- HOW TO COMPLETE THIS TASK
Look through the lines below and copy each one that includes "target".

EXCERPTED RECORDS Start Marker

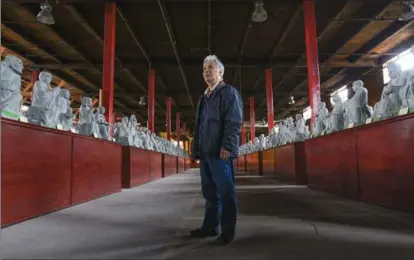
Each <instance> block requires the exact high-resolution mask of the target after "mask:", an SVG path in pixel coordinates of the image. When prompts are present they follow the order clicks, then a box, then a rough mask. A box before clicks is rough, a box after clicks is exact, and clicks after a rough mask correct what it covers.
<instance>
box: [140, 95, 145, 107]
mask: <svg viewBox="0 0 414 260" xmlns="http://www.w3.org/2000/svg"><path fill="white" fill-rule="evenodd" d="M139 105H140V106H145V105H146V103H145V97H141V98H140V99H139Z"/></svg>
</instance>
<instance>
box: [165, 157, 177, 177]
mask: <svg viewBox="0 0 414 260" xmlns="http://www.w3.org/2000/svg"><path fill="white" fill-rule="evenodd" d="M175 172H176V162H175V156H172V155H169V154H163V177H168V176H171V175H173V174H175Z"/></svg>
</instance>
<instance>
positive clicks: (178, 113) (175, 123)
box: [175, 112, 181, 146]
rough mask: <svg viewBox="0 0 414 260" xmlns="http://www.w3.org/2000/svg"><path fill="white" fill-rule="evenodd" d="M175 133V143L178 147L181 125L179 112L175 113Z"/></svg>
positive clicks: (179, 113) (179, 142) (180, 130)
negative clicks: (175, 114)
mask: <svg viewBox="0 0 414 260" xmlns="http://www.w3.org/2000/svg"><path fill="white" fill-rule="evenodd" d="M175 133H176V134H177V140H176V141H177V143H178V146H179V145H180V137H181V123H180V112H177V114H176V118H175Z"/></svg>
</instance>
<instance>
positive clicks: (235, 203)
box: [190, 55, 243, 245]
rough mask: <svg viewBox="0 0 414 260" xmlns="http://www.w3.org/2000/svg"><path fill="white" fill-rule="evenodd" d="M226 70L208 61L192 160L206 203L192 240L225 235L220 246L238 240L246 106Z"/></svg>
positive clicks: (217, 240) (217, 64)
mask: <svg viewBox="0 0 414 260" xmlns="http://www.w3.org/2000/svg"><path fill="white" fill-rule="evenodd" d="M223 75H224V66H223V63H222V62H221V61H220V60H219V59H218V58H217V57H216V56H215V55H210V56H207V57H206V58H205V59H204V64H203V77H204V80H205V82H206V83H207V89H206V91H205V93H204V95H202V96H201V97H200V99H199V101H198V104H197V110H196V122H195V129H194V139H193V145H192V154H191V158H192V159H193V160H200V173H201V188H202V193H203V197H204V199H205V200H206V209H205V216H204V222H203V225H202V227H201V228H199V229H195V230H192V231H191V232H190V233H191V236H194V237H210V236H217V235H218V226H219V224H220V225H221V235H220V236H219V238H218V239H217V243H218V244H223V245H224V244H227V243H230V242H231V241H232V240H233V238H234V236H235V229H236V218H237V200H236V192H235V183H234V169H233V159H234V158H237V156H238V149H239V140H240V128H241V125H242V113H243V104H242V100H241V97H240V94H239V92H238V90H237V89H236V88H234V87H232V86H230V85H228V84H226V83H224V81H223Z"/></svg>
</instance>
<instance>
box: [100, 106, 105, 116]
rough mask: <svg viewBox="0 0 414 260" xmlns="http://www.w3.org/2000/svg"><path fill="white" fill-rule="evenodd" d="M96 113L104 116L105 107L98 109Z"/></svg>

EXCERPTED RECORDS End Marker
EXCERPTED RECORDS Start Marker

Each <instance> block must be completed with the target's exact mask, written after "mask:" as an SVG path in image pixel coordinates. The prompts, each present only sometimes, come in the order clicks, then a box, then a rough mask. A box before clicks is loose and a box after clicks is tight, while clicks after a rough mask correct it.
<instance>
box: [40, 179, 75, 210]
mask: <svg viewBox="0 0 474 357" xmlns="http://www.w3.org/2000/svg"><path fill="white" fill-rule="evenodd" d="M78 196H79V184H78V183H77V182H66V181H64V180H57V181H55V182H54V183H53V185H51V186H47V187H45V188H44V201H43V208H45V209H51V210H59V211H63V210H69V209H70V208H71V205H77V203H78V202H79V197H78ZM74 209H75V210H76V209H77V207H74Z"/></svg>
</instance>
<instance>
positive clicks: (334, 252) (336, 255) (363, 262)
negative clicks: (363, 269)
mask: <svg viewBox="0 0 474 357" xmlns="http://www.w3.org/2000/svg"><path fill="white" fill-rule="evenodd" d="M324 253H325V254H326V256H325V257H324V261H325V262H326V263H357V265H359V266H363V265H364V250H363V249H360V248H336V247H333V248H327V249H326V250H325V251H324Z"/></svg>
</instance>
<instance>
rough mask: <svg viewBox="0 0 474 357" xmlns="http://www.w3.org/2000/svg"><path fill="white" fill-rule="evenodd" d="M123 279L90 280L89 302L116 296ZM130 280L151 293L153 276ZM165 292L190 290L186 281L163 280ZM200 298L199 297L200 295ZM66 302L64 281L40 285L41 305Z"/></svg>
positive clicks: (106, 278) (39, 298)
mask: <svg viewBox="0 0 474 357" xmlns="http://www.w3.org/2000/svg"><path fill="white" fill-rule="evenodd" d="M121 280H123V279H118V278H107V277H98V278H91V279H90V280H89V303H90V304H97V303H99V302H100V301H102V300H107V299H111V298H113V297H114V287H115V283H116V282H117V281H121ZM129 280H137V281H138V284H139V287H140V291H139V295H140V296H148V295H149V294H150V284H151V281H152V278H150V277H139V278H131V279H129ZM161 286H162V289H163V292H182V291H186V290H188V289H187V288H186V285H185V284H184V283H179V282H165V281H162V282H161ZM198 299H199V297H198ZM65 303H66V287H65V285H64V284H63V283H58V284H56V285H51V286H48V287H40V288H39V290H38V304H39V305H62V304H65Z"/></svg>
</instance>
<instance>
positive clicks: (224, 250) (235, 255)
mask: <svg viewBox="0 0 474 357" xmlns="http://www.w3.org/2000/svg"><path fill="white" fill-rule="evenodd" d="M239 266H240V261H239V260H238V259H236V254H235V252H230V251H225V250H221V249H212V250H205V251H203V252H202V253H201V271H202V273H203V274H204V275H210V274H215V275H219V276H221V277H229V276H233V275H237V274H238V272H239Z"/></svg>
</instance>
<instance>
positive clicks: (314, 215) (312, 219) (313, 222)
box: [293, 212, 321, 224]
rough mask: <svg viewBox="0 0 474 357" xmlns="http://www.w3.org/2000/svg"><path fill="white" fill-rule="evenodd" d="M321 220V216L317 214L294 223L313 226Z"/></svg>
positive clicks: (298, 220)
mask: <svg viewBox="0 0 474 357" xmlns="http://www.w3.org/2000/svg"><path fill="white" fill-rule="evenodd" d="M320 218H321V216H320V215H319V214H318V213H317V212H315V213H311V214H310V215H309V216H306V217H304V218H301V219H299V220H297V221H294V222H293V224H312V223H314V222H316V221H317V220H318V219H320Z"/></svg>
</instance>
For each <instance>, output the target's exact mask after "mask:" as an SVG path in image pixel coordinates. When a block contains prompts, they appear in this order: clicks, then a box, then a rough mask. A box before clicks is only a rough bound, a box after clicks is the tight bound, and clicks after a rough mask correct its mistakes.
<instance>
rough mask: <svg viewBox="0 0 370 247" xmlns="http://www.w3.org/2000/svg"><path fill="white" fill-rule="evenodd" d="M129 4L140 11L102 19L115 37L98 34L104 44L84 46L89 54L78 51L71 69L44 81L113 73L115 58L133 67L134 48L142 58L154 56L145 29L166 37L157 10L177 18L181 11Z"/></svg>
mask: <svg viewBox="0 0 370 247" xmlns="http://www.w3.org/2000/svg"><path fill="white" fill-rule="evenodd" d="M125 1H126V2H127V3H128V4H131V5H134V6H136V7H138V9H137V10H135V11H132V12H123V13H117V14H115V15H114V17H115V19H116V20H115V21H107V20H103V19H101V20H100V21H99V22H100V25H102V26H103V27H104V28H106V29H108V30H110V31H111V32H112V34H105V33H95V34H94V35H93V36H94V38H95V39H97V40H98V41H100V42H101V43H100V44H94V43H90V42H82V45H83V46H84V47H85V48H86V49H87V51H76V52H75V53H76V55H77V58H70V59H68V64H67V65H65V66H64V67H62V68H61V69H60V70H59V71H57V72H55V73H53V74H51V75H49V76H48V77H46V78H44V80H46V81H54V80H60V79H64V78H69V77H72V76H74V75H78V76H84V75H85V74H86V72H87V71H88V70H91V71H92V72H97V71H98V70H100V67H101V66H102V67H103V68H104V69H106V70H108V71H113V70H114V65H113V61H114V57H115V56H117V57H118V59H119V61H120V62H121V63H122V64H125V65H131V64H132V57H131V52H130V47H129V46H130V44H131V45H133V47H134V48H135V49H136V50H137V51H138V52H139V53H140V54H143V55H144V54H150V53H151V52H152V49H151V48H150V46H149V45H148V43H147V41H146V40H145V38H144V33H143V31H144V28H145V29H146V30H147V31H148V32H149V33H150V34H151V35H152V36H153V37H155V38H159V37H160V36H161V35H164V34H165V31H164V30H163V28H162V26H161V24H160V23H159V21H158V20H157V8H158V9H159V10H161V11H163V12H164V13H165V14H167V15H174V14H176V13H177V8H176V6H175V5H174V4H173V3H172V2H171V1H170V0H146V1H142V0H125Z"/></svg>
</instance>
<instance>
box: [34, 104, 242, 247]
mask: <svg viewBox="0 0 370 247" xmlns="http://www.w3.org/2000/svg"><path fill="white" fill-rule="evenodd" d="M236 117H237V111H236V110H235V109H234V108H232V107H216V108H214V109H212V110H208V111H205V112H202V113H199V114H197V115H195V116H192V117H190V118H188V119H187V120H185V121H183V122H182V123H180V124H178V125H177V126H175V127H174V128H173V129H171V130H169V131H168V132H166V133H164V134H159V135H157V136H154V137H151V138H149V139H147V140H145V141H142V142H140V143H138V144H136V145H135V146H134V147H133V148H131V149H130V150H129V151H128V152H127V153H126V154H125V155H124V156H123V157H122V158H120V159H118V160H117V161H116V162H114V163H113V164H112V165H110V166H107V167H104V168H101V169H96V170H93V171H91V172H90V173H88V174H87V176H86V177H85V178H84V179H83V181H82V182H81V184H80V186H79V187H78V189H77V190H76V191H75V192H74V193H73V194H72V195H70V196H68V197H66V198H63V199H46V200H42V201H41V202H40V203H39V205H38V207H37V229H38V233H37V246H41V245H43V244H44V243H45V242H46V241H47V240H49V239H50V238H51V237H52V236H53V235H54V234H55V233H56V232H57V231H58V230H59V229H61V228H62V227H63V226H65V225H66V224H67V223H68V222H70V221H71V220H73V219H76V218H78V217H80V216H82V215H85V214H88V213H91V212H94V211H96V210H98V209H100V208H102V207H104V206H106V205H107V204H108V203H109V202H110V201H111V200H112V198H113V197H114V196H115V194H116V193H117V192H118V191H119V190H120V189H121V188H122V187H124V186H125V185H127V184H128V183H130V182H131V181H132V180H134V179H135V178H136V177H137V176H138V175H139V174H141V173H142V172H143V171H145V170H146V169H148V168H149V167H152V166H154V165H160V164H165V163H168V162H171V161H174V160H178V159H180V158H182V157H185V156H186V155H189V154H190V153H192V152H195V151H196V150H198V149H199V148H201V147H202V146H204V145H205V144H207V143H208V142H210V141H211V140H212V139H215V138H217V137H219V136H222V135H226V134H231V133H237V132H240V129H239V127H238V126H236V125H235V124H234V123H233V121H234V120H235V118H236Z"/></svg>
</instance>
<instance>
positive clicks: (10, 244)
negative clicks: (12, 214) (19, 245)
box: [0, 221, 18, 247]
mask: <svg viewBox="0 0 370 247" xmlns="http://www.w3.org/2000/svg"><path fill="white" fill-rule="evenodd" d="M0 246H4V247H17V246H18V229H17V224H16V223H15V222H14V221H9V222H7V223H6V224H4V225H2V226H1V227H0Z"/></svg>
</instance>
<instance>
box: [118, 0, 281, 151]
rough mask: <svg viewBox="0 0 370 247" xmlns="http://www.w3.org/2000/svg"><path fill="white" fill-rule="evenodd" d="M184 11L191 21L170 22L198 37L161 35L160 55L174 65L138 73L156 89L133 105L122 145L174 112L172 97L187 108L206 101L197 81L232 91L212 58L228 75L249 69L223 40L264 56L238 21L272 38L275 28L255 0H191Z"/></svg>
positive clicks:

EXCERPTED RECORDS End Marker
EXCERPTED RECORDS Start Marker

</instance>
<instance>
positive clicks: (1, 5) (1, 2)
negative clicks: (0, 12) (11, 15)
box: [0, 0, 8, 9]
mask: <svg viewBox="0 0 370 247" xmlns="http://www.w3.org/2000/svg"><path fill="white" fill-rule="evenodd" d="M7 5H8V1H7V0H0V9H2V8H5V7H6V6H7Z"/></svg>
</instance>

EXCERPTED RECORDS End Marker

- RESPONSE TO THIS TASK
Each <instance> block requires the exact high-resolution mask of the target after "mask:", an SVG path in pixel coordinates of the image. When prompts are present they follow the order clicks, then a box, then a rough mask. A box before clicks is rough, a box after clicks is exact, and clicks after a rough mask correct what it covers.
Each <instance> block must be completed with the target's exact mask, written after "mask:" as an SVG path in image pixel coordinates. The prompts, each present only sometimes, come in the order clicks, then a box, then a rough mask. A box before clicks is loose and a box after clicks is tight, while clicks after a rough mask correct it.
For each <instance>, output the target's exact mask after "mask:" as an SVG path in image pixel coordinates. When a block contains prompts, they appear in this order: clicks, then a box, then a rough mask. A box before clicks is only a rough bound, a box after clicks is the tight bound, and clicks after a rough mask correct its mistakes.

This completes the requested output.